# [Extract to read]
We need to show that \(X\setminus K\) is open. If \(X\setminus K=\emptyset\) then it's open, so assume that it is nonempty. Pick a point \(y\in X\setminus K\). For each \(x\in K\) there is a ball \(U_x\ni x\) and \(V_x\ni y\) such that \(U_x\cap V_x=\emptyset\) (by the Hausdorff assumption). We would like to say \(\bigcap_{x\in K} V_x\) is an open neighbourhood of \(Y\) disjoint from \(K\). Certainly it is disjoint from \(K\) (otherwise there is some point \(x\in V_x\), but \(V_x\cap U_x=\emptyset\) and \(x\in U_x\)) but it might not be open because it could be an infinite intersection.

*(11.11)* As \(K\) is compact, there is a finite collection \(\{x_i\
:\ i\in I\}\) (for a finite set \(I\)) such that \(\{U_{x_i}\ :\
i\in I\}\) covers \(K\). Now the intersection \(V=\bigcap_{i\in
I}V_{x_i}\) is open (as it's a finite intersection). Moreover
\(V\cap K=\emptyset\).

# [Data extract]

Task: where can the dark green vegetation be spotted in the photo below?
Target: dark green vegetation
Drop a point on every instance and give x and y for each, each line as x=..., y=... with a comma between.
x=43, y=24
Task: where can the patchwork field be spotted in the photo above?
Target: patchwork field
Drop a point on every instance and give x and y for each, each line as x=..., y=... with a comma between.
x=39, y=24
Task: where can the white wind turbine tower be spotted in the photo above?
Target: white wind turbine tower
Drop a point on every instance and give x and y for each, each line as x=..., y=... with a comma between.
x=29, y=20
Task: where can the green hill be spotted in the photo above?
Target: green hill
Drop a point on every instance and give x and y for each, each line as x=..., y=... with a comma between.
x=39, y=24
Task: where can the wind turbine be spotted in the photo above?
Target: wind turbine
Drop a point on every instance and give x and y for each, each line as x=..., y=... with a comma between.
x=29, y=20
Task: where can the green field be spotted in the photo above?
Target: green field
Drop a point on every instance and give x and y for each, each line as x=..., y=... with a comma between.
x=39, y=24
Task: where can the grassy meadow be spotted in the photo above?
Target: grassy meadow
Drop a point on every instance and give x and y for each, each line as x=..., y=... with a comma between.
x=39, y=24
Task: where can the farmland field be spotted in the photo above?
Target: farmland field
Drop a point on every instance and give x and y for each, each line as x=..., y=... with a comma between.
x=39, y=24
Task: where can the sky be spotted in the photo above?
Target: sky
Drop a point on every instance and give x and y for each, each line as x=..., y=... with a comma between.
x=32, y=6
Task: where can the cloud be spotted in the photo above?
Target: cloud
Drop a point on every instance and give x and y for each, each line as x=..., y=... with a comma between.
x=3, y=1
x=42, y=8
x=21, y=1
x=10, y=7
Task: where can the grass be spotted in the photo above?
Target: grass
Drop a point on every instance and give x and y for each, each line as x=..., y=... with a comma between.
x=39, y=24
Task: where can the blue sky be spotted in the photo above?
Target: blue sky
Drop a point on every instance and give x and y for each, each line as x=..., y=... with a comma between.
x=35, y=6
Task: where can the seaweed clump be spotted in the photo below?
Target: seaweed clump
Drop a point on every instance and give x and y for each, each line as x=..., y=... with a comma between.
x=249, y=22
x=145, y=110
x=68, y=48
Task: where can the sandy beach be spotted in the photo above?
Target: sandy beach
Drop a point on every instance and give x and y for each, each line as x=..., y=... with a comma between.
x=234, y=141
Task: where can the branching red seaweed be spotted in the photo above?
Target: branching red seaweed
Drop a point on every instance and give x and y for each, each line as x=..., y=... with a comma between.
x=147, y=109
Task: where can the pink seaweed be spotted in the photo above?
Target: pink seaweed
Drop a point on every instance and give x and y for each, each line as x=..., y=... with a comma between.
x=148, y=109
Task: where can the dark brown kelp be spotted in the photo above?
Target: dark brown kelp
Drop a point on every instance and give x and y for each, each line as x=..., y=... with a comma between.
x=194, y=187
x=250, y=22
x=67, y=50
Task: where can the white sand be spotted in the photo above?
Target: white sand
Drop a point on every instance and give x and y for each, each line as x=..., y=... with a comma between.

# [Prompt]
In the proof that a compact set is closed, copy the passage starting with "We need to show" and going on through "an infinite intersection.", with "ball" changed to "open set".

# [Output of the exercise]
We need to show that \(X\setminus K\) is open. If \(X\setminus K=\emptyset\) then it's open, so assume that it is nonempty. Pick a point \(y\in X\setminus K\). For each \(x\in K\) there is a open set \(U_x\ni x\) and \(V_x\ni y\) such that \(U_x\cap V_x=\emptyset\) (by the Hausdorff assumption). We would like to say \(\bigcap_{x\in K} V_x\) is an open neighbourhood of \(Y\) disjoint from \(K\). Certainly it is disjoint from \(K\) (otherwise there is some point \(x\in V_x\), but \(V_x\cap U_x=\emptyset\) and \(x\in U_x\)) but it might not be open because it could be an infinite intersection.